_SELECTED EXCERPT_:
The disclosed invention relates generally to anodized wire having a polymeric coating. More particularly, the disclosed invention relates to copper wire having an anodized aluminum layer formed thereover followed by the overacting of a thin layer of polymeric material on the anodized aluminum layer.
The insulation of electrically conductive wire used to form a coil or similar conductive article is generally established and may be undertaken by a number of methods, including the fundamental approaches of coating with an organic polymerized material or anodization. With respect to the first approach, any one of several organic wire coatings selected from the group consisting of plastics, rubbers and elastomers will provide effective insulation on conductive material. However, these coatings tend to be relatively heavy and thus generally are not effective at dissipating ohmic or resistance heating when used in coil windings.
In addition to coating conductive material with an organic substance, electrically conductive materials such as copper and aluminum may be anodized to provide some measure of insulation. In the case of a copper core, the anodization of this material is known to produce unsatisfactory results due to cracking. It is possible to electroplate copper with aluminum but this approach generally produces undesirable results in terms of durability of the coating. In the case of an aluminum core, copper can be plated on the core but results in unsatisfactory electrical efficiency.

_WHAT YOU NEED TO DO_:
a. Copy out the wire insulation passage from "In addition to" up to and including "unsatisfactory electrical efficiency.".
b. In the wire insulation passage, what problem makes anodizing a copper core give unsatisfactory results?
Rely only on the wire insulation passage above, not on anything in the lines.

_SOURCE MATERIAL_:
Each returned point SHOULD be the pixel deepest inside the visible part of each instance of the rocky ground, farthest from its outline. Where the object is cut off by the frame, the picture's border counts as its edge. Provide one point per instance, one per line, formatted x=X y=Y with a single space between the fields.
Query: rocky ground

_ANSWERS TO EACH TASK_:
a.
In addition to coating conductive material with an organic substance, electrically conductive materials such as copper and aluminum may be anodized to provide some measure of insulation. In the case of a copper core, the anodization of this material is known to produce unsatisfactory results due to cracking. It is possible to electroplate copper with aluminum but this approach generally produces undesirable results in terms of durability of the coating. In the case of an aluminum core, copper can be plated on the core but results in unsatisfactory electrical efficiency.

b. Cracking.